- Born: Michelle Lin Federer Shaker Heights, Ohio, U.S.
- Education: Ithaca College (BFA)
- Occupation: Actress
- Years active: 2000–present
- Spouse: Norbert Leo Butz ​(m. 2007)​
- Children: 1

= Michelle Federer =

American actress

Michelle Lin Federer Butz ( Federer) is an American actress.

==Early life and education==
Federer is the daughter of John and Claudia Federer. She grew up in Shaker Heights, Ohio, where she was a student of the Shaker Heights High School Theatre Arts Department under the direction of James Thornton, and she gained early experience working in the University School Theater Program, where she first worked and became friends with future Wicked castmate Michael Seelbach. Federer's father was a math teacher in the Shaker Heights Public School System teaching at Byron Junior High School (now Shaker Heights Middle School) and currently teaches at the Mandel Jewish Day School. As a teen, Federer attended Stagedoor Manor Performing Arts Camp, located in Loch Sheldrake, New York. She graduated from Ithaca College, located in Ithaca, New York, with a Bachelor of Fine Arts degree in musical theatre.

Information supplied:
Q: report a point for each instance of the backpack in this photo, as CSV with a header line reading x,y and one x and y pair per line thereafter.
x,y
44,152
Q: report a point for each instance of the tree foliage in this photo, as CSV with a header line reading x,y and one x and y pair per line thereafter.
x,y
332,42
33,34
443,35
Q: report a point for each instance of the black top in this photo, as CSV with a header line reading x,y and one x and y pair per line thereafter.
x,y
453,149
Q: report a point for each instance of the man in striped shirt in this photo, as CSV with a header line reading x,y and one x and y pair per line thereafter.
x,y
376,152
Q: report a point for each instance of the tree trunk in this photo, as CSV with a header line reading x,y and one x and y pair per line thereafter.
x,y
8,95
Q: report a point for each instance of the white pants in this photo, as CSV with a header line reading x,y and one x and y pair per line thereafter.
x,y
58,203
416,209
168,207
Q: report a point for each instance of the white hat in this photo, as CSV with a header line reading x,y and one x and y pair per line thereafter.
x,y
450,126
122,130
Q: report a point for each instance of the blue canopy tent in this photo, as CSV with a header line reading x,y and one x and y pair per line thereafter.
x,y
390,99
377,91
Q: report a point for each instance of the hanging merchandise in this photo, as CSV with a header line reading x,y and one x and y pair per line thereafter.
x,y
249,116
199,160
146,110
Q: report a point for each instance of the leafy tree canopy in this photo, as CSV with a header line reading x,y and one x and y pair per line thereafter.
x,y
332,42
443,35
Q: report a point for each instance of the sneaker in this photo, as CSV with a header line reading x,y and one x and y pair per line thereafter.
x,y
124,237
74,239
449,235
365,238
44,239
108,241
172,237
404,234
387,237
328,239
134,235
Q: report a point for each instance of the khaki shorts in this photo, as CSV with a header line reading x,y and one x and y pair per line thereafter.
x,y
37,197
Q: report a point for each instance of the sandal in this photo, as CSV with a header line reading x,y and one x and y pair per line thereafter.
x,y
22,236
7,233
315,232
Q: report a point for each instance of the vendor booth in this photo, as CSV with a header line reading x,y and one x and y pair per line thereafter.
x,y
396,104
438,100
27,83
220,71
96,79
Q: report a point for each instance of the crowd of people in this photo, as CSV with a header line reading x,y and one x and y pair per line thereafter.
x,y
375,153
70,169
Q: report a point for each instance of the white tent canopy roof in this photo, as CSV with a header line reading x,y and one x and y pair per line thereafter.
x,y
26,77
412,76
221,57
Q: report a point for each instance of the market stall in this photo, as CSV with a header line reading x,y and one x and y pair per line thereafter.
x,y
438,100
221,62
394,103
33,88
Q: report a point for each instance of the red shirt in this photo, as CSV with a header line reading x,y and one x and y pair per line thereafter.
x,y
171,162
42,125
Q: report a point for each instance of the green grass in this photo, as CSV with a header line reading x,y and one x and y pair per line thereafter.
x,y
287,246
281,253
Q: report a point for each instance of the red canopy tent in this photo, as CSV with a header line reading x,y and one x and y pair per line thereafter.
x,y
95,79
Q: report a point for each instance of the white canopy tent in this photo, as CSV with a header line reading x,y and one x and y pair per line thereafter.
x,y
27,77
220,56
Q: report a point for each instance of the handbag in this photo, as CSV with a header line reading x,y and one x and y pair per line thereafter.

Task directions: Please carry on with the article about Michelle Federer, starting after its final sentence. The listing has no connection to the article about Michelle Federer.

Task output:
==Career==

===Theatre===
She understudied the role of Adele Rice in the 2002 Off-Broadway production of A Man of No Importance at Lincoln Center.

In February 2003, she played the role of Thelma in the Hartford Stage (Hartford, Connecticut) production of The Trip to Bountiful.

She made her Broadway debut as Nessarose in Wicked, a character she originated. Following a San Francisco tryout, the show opened October 30, 2003, starring Kristin Chenoweth and Idina Menzel, with music and lyrics by Stephen Schwartz. Federer, the longest-running original principal cast member, left the production on January 8, 2006, and was succeeded by
her understudy Cristy Candler. Federer can be heard on the Wicked cast recording.

She was the understudy for Julia Roberts in the roles of Nan and Lina in the play Three Days of Rain, which ran on Broadway from March 26, 2006 (previews) to June 18, 2006.

She appeared as Allison in the Atlantic Theatre Company's Off-Broadway production of Anon by Kate Robins in January to February 2007.

On October 27, 2008, Federer took part in The Yellow Brick Road Not Taken, a fifth anniversary concert featuring a selection of scenes and songs cut from early drafts of Wicked. The concert starred former co-stars Shoshana Bean and Jennifer Laura Thompson.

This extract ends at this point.